Goal of the exercise: Extract the lines of text from each of the entries below and reproduce them verbatim, omitting the pictures.

○ ○ ○

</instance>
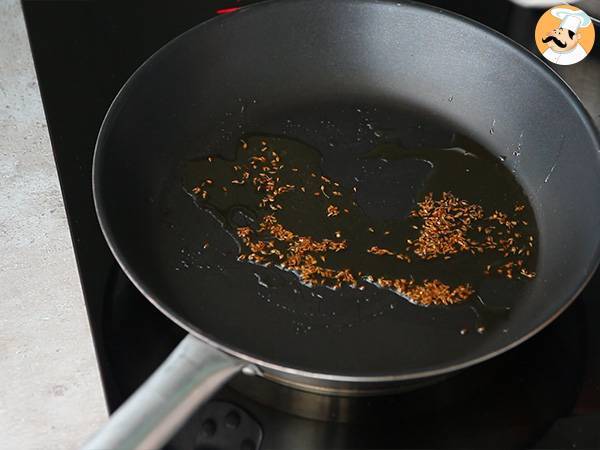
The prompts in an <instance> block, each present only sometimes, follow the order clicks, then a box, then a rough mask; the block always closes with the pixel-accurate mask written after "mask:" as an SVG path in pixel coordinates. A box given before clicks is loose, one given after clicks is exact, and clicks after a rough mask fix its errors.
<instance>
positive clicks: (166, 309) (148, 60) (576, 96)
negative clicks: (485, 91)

○ ○ ○

Answer to this task:
</instance>
The prompts in an <instance> block, each present only sometimes, follow the order clicks, then a box, then a rough mask; the block always closes with the pixel-accurate mask written after "mask:" as an SVG path in pixel coordinates. A box given before clicks is loose, one given after clicks is exact, and clicks after a rough mask fix its errors.
<instance>
positive clicks: (166, 309) (148, 60) (576, 96)
negative clicks: (485, 91)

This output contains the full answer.